The Scottish Parliament Has Not Damaged Scots Law (Revised)

By Alan McIntosh

Professor Alistair Bonnington’s statement that the Scottish Parliament has damaged Scots Law does not come as a surprise: there is plenty who take the view that our MSP’s are not up for the job. They have been accused of not understanding the issues they legislate on,  populism and being vulnerable to the occasional knee jerk reaction.

This image has not also been aided by scenes of ill-advised legislation that have being pushed through parliament during moments of panic. That happened in the immediate aftermath of Cadder v HMA and you got a feeling of how the Enabling Act of Germany could happen.

But in weighing up the comments of Alistair Bonnington it’s important to bear in mind we Scots can be a supercilious lot: that old “… I knew your father…” thing; and those in the professions do tend to get prone to viewing things through a prism of self-interest.  Although it has to be said politics is not much better: it can be a tawdry affair; elections have to be won, public opinion satisfied and those elected can sometimes lack even basic skills.

Also, it has to be conceded particularly in relation to criminal law, Professor Alistair Bonnington has a powerful case: there is a litany of ill-considered, poorly drafted laws or proposals from the Offensive Behaviour at Football (Scotland) Act 2010 to The Criminal Procedure (Legal Assistance, Detention and Appeals) (Scotland) Act 2010 to the current proposals to abolish the rules of corroboration in criminal trials.

But to suggest somehow that Scots Law thrived and flourished in the 300 years before the Scottish Parliament was created is less credible. If it did so, it was only despite the neglect of Westminster: who often couldn’t find the time to pass Scottish Acts of Parliament.

Also Professor Bonnington does seem to suggest that bad law making is a specialist skill the Scottish Parliament has developed all on their own, but the truth is it they don’t have exclusivity on it. Poorly drafted laws abound throughout the UK, and you can almost set your watch on new criminal justice bills being introduced by Westminster to deal with new outbreaks of youth crime.

Let’s, however, remember the Scottish Parliament has done a lot of good: it has reformed Scotland’s law of Diligence and Bankruptcy and created one of the most modern and progressive systems in Europe; it has introduced laws protecting the rights of women to breast feed their children in public; introduced protections for home owners and tenants to avoid unnecessary homelessness; reformed rape laws which  allowed rapists to walk free and continues to introduce land reform.

That’s not to say some of the Parliament’s laws would not be better off being repealed and some would have benefitted from a tad more consideration when they were drafted.  Also it probably would help if  parliamentarians did do their jobs  and  properly scrutinised Government legislation in the committees.

** Dataset excerpts **

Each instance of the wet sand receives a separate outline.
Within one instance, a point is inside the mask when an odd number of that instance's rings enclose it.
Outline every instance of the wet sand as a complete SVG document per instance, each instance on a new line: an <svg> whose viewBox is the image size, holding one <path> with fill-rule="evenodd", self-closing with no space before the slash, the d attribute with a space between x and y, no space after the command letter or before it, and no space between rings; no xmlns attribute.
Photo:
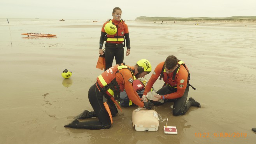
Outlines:
<svg viewBox="0 0 256 144"><path fill-rule="evenodd" d="M174 116L173 103L155 107L168 118L167 125L177 127L177 135L164 134L166 121L156 132L136 131L132 122L135 106L123 108L124 115L113 118L109 129L64 128L83 110L92 110L88 90L103 72L95 67L103 23L11 25L12 45L8 25L0 26L0 143L254 142L255 24L126 22L132 47L126 64L144 58L154 69L168 56L176 56L187 64L190 83L197 88L190 88L188 97L202 108ZM57 35L21 35L33 32ZM61 76L65 69L73 73L68 79ZM154 89L163 83L157 81Z"/></svg>

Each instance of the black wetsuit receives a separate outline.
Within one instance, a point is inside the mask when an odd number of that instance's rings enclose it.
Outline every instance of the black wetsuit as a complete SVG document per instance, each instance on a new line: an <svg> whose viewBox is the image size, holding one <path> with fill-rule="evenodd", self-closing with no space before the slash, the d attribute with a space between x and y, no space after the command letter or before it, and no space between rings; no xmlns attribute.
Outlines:
<svg viewBox="0 0 256 144"><path fill-rule="evenodd" d="M85 121L79 122L77 120L75 119L71 123L64 127L91 130L110 128L112 125L110 118L103 104L103 97L105 96L102 92L99 91L95 83L93 84L89 89L88 95L90 103L94 110L94 112L91 112L95 113L95 115L91 117L96 116L98 120L88 120ZM107 95L106 98L107 99L107 103L109 107L112 116L116 116L118 113L116 105L110 99L110 97Z"/></svg>
<svg viewBox="0 0 256 144"><path fill-rule="evenodd" d="M100 39L100 49L102 49L104 39L107 33L101 32ZM124 36L125 38L126 47L127 49L130 49L131 47L129 33L125 33ZM106 42L105 46L105 50L104 54L106 62L106 68L105 69L105 71L112 66L114 57L116 60L116 64L123 63L124 54L123 43L117 44Z"/></svg>
<svg viewBox="0 0 256 144"><path fill-rule="evenodd" d="M189 87L188 85L187 86L185 92L184 92L184 94L182 97L175 99L166 99L164 100L163 103L168 102L174 102L172 111L172 113L174 116L185 115L191 106L190 102L188 101L186 103L189 89ZM156 93L160 95L165 95L175 92L177 90L176 88L166 85L160 88L156 92ZM153 101L152 102L155 106L159 106L163 104L158 101Z"/></svg>

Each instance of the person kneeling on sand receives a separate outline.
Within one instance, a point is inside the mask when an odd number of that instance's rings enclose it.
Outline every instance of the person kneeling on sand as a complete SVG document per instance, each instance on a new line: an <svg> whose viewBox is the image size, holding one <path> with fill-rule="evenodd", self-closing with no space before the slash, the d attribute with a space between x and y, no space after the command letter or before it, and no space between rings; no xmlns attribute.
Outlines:
<svg viewBox="0 0 256 144"><path fill-rule="evenodd" d="M114 103L121 110L116 100L120 99L120 92L124 89L133 103L140 107L152 109L153 104L144 102L132 86L134 76L136 78L144 78L149 73L151 69L150 63L145 59L138 61L133 66L123 63L111 67L98 77L96 83L89 90L89 100L94 111L85 110L64 127L93 130L110 128L112 123L112 116L115 116L118 113ZM97 117L98 120L79 122L77 120L93 117Z"/></svg>
<svg viewBox="0 0 256 144"><path fill-rule="evenodd" d="M158 95L154 96L156 99L152 102L154 105L174 101L173 114L174 116L184 115L191 106L201 107L200 104L192 97L189 98L186 102L189 86L196 89L189 84L190 76L186 66L174 56L168 56L165 61L157 65L146 86L142 97L146 97L147 92L150 91L159 76L160 80L163 78L165 84L156 92ZM161 99L163 100L163 102ZM161 101L162 102L160 102Z"/></svg>

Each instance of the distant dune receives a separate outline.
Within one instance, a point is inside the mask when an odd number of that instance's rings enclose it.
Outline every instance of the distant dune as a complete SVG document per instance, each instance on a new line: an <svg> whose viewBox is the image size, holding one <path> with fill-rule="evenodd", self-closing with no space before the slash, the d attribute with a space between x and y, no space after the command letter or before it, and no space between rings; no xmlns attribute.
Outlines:
<svg viewBox="0 0 256 144"><path fill-rule="evenodd" d="M226 17L149 17L141 16L137 17L135 21L197 21L197 22L243 22L256 23L256 16L234 16Z"/></svg>

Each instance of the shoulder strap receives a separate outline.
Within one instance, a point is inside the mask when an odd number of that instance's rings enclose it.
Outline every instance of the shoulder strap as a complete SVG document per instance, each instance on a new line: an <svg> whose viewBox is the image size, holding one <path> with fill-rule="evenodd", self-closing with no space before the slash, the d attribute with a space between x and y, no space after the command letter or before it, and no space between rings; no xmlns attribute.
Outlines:
<svg viewBox="0 0 256 144"><path fill-rule="evenodd" d="M160 75L160 78L159 80L162 80L162 77L163 78L164 76L163 76L163 71L165 70L165 62L163 64L163 68L162 68L162 71L161 71L161 73Z"/></svg>

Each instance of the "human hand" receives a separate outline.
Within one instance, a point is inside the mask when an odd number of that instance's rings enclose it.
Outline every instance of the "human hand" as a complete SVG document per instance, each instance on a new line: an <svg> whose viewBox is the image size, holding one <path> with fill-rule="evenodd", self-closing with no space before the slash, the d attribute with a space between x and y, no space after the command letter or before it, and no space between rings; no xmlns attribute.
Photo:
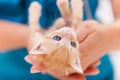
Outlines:
<svg viewBox="0 0 120 80"><path fill-rule="evenodd" d="M80 43L81 64L85 70L94 61L110 51L111 34L106 25L97 21L85 21L78 25L76 33Z"/></svg>
<svg viewBox="0 0 120 80"><path fill-rule="evenodd" d="M85 75L95 75L98 74L99 71L95 68L100 64L99 61L96 61L92 66L90 66L87 70L84 71L85 74L71 74L69 76L65 75L64 71L58 70L47 70L44 65L42 65L33 55L26 56L25 60L31 64L33 67L31 68L31 73L42 72L44 74L49 73L50 75L60 79L60 80L85 80Z"/></svg>

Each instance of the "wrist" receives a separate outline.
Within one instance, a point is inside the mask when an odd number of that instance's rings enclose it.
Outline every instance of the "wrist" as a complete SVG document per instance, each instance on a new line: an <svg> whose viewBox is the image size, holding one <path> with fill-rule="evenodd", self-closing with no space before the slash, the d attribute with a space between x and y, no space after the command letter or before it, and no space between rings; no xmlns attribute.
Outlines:
<svg viewBox="0 0 120 80"><path fill-rule="evenodd" d="M108 36L108 52L120 50L120 22L105 25L105 33Z"/></svg>

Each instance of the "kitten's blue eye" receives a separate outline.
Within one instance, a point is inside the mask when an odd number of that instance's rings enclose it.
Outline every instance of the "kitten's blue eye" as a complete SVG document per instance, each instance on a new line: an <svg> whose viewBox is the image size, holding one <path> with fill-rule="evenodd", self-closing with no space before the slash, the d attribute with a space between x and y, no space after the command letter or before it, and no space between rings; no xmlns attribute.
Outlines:
<svg viewBox="0 0 120 80"><path fill-rule="evenodd" d="M55 36L53 36L53 39L56 40L56 41L60 41L60 40L61 40L61 37L58 36L58 35L55 35Z"/></svg>
<svg viewBox="0 0 120 80"><path fill-rule="evenodd" d="M77 44L75 42L71 42L70 43L72 47L76 48L77 47Z"/></svg>

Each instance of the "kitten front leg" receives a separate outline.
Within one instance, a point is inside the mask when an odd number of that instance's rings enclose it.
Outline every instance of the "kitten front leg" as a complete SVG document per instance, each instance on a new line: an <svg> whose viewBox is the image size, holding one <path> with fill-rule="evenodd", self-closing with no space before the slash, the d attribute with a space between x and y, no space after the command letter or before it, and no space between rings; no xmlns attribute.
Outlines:
<svg viewBox="0 0 120 80"><path fill-rule="evenodd" d="M67 21L67 23L71 23L71 11L69 6L69 0L57 0L57 6L61 12L62 17Z"/></svg>
<svg viewBox="0 0 120 80"><path fill-rule="evenodd" d="M72 26L77 29L77 25L82 22L83 18L83 2L82 0L71 0L72 9Z"/></svg>
<svg viewBox="0 0 120 80"><path fill-rule="evenodd" d="M39 18L41 16L41 5L34 1L29 7L29 27L30 27L30 36L28 42L28 50L38 44L44 38L43 29L40 28Z"/></svg>

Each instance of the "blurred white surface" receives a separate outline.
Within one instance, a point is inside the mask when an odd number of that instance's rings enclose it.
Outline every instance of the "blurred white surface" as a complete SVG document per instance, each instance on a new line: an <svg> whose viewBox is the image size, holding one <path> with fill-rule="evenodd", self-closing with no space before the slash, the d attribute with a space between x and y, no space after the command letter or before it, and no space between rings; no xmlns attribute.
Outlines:
<svg viewBox="0 0 120 80"><path fill-rule="evenodd" d="M114 21L111 0L99 0L96 17L104 24ZM114 80L120 80L120 51L111 52L110 59L114 66Z"/></svg>

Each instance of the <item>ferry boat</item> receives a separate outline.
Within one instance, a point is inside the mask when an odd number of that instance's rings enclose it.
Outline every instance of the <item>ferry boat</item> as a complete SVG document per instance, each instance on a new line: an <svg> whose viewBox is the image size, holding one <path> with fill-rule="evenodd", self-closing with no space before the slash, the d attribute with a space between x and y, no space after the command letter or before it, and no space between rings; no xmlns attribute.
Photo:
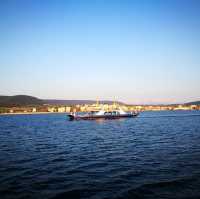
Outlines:
<svg viewBox="0 0 200 199"><path fill-rule="evenodd" d="M68 115L70 120L98 120L98 119L120 119L120 118L133 118L138 116L138 112L125 112L122 109L114 111L91 111L84 115L70 113Z"/></svg>

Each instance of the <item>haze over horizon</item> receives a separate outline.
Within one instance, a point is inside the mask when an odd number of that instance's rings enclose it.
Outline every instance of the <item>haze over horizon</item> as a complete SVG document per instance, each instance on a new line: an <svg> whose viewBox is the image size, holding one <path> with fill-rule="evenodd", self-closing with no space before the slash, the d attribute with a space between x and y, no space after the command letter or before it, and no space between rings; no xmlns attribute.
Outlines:
<svg viewBox="0 0 200 199"><path fill-rule="evenodd" d="M0 1L0 95L200 100L200 2Z"/></svg>

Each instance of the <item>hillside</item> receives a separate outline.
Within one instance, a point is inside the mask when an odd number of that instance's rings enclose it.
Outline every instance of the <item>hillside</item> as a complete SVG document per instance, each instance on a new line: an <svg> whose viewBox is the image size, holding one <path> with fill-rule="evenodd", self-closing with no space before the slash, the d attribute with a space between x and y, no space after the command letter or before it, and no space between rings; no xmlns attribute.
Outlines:
<svg viewBox="0 0 200 199"><path fill-rule="evenodd" d="M51 100L51 99L46 99L44 100L45 104L50 104L50 105L76 105L76 104L95 104L95 100ZM109 100L103 100L99 101L101 104L113 104L113 101ZM116 102L117 104L124 104L122 102Z"/></svg>
<svg viewBox="0 0 200 199"><path fill-rule="evenodd" d="M185 105L200 105L200 101L188 102Z"/></svg>
<svg viewBox="0 0 200 199"><path fill-rule="evenodd" d="M44 101L28 95L0 96L0 106L42 105Z"/></svg>

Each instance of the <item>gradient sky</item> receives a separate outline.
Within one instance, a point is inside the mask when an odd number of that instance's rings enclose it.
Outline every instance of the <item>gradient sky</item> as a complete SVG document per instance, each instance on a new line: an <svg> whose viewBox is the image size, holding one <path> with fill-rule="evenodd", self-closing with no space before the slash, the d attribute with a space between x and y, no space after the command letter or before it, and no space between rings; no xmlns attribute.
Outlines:
<svg viewBox="0 0 200 199"><path fill-rule="evenodd" d="M200 99L200 1L0 1L0 95Z"/></svg>

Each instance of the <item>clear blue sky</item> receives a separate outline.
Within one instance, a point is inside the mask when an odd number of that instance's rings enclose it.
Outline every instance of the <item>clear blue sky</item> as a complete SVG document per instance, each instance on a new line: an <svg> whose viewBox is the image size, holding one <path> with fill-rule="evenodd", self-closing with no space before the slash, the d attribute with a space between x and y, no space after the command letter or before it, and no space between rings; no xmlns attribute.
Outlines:
<svg viewBox="0 0 200 199"><path fill-rule="evenodd" d="M0 1L0 95L200 99L200 1Z"/></svg>

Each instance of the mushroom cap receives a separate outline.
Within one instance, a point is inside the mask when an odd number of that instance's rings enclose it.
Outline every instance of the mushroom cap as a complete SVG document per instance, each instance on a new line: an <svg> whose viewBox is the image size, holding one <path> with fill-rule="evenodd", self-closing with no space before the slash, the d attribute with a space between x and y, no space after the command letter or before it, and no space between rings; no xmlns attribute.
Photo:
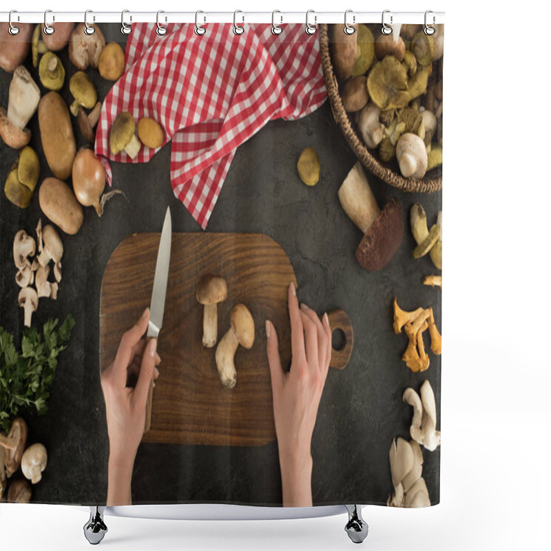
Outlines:
<svg viewBox="0 0 551 551"><path fill-rule="evenodd" d="M29 289L29 287L27 287ZM24 291L25 289L21 289ZM21 462L23 453L25 451L25 445L27 444L27 435L28 429L27 424L21 417L17 417L13 420L8 438L13 438L16 441L16 446L12 450L6 449L4 464L8 476L12 475L19 468Z"/></svg>
<svg viewBox="0 0 551 551"><path fill-rule="evenodd" d="M207 273L199 280L197 300L202 304L216 304L226 300L228 287L226 280L220 276Z"/></svg>
<svg viewBox="0 0 551 551"><path fill-rule="evenodd" d="M402 242L404 221L399 201L393 197L379 213L356 249L356 258L368 271L385 267Z"/></svg>
<svg viewBox="0 0 551 551"><path fill-rule="evenodd" d="M239 344L246 349L252 348L254 342L254 320L245 304L236 304L233 306L231 322Z"/></svg>
<svg viewBox="0 0 551 551"><path fill-rule="evenodd" d="M127 111L117 115L109 135L109 147L114 155L117 155L124 149L132 139L135 129L134 117Z"/></svg>

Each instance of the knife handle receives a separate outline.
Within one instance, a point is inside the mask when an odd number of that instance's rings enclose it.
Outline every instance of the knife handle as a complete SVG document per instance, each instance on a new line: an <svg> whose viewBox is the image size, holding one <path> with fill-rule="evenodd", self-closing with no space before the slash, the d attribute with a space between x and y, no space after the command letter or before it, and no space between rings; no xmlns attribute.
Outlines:
<svg viewBox="0 0 551 551"><path fill-rule="evenodd" d="M147 393L147 403L145 404L145 426L144 433L147 433L151 428L151 408L153 403L153 379L149 383L149 391Z"/></svg>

** Directions for this task **
In the article on the Scottish Parliament and Scots Law, why does the writer consider it less credible that Scots Law thrived and flourished in the 300 years before the Scottish Parliament was created? Answer in one to three sentences.

** Solution to the problem **
The writer says that if Scots Law did flourish in that period, it did so only despite Westminster's neglect. Westminster often couldn't find the time to pass Scottish Acts of Parliament.